Резкое подорожание импортных лекарств обеспокоило не только граждан, но и правительство. Премьер предлагает строить новые фармацевтические заводы. Однако чтобы лекарства были и дешевыми, и современными, их нужно не только производить, но и создавать. Заимствованные лекарства будут либо дорогими (если придется платить за лицензию), либо устаревшими (если действие лицензии уже закончилось). Создание новых лекарств — это многолетний процесс, который начинается с исследований на молекулярном и клеточном уровнях. Охочий до быстрой наживы частный бизнес их не будет финансировать. Только государственные программы при надлежащем финансировании могут спасти фармацевтическую отрасль.
Развитие современного сельского хозяйства невозможно без генетически модифицированных растений. Вместо запретов нужно предоставить государственную поддержку созданию генетически модифицированных форм сортов и видов растений, культивируемых в Украине. Наше информационное пространство заполнено ложью о вредном характере этих продуктов. Издаются законы и предписания, создается служба контроля за ними. И все это при отсутствии реального контроля за качеством нашего продовольствия, в частности за наличием в них вредных пищевых красителей. Игнорируя науку, кто-то умышленно толкает нас обратно, в средневековье.

::::

* [Задания]:
1. Пожалуйста, перепишите дословно фрагмент текста о лекарствах и ГМО: от слов «Резкое подорожание импортных» до слов «спасти фармацевтическую отрасль.» включительно.
2. Определите, согласуются ли с текстом о лекарствах и ГМО следующие утверждения. Для каждого ответьте «да» или «нет» и приведите точную цитату, на которой основан ответ. (a) Премьер предлагает строить новые фармацевтические заводы. (b) Частный бизнес станет финансировать исследования для создания новых лекарств. (c) Генетически модифицированные растения нужно запретить.
3. Допишите продолжение текста о лекарствах и ГМО после его последнего предложения.
Приведенные ниже материалы для работы не понадобятся.

::::

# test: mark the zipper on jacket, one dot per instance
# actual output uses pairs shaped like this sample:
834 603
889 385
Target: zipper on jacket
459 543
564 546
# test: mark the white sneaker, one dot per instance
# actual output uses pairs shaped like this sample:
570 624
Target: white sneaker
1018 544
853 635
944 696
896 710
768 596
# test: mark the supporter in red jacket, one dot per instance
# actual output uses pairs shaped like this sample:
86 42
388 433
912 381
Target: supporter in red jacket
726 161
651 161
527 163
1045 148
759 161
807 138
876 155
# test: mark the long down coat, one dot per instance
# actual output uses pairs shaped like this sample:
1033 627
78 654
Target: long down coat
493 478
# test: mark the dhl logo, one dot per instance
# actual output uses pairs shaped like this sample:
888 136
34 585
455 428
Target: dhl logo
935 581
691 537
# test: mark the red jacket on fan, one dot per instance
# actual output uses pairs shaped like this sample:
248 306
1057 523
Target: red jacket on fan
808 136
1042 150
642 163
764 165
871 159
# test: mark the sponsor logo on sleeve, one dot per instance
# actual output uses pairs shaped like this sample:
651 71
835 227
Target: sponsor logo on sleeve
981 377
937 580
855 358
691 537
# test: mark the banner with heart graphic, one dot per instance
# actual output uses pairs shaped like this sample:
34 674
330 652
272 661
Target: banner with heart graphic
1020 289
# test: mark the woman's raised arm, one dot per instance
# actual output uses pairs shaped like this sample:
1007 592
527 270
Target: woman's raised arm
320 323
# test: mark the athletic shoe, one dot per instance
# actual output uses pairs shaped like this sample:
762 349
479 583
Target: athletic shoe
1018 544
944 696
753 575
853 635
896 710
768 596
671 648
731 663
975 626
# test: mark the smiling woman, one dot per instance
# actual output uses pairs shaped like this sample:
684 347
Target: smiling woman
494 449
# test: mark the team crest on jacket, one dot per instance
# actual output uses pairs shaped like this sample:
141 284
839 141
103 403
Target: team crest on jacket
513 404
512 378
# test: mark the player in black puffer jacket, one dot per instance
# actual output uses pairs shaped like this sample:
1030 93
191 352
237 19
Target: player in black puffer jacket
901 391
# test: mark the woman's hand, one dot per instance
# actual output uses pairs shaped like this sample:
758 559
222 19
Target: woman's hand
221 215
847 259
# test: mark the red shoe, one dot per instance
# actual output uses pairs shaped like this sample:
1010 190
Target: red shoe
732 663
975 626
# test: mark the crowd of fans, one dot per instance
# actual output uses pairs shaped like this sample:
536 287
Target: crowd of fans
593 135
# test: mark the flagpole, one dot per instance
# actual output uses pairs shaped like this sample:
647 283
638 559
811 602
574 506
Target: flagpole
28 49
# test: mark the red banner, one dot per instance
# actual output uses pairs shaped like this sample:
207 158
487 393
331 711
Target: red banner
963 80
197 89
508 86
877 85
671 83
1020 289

::::

* [Ответы по порядку]:
1.
Резкое подорожание импортных лекарств обеспокоило не только граждан, но и правительство. Премьер предлагает строить новые фармацевтические заводы. Однако чтобы лекарства были и дешевыми, и современными, их нужно не только производить, но и создавать. Заимствованные лекарства будут либо дорогими (если придется платить за лицензию), либо устаревшими (если действие лицензии уже закончилось). Создание новых лекарств — это многолетний процесс, который начинается с исследований на молекулярном и клеточном уровнях. Охочий до быстрой наживы частный бизнес их не будет финансировать. Только государственные программы при надлежащем финансировании могут спасти фармацевтическую отрасль.

2.
(a) Да: «Премьер предлагает строить новые фармацевтические заводы».
(b) Нет: «Охочий до быстрой наживы частный бизнес их не будет финансировать».
(c) Нет: «Вместо запретов нужно предоставить государственную поддержку созданию генетически модифицированных форм сортов и видов растений, культивируемых в Украине».

3.
В условиях кризиса нужно не только латать сегодняшние дыры, но взглянуть в будущее, осознать, какой путь мы выбираем. Если мы говорим о развитии угольной отрасли, то реально это означает, что не только сегодняшние шахтеры, но и их дети и внуки будут работать под землей в чрезвычайно тяжелых условиях. А их труд, по сравнению с трудом «белых воротничков», будет цениться все ниже и ниже. Имеем ли мы на это право? Как альтернатива — сжигать в котельных солому или добывать газ из навоза. Но ведь мы живем в ХХІ веке, и какое будущее будет у такого государства? Специалисты говорят, что, несмотря на тяжелые потери, Украина еще способна создать современнейшие элементы солнечных батарей. Эти батареи превращают свет солнца в электричество, не загрязняют окружающей среды и могут быть установлены на крыше каждого дома. Чего не хватает? Государственного ума, государственной ответственности и государственного финансирования.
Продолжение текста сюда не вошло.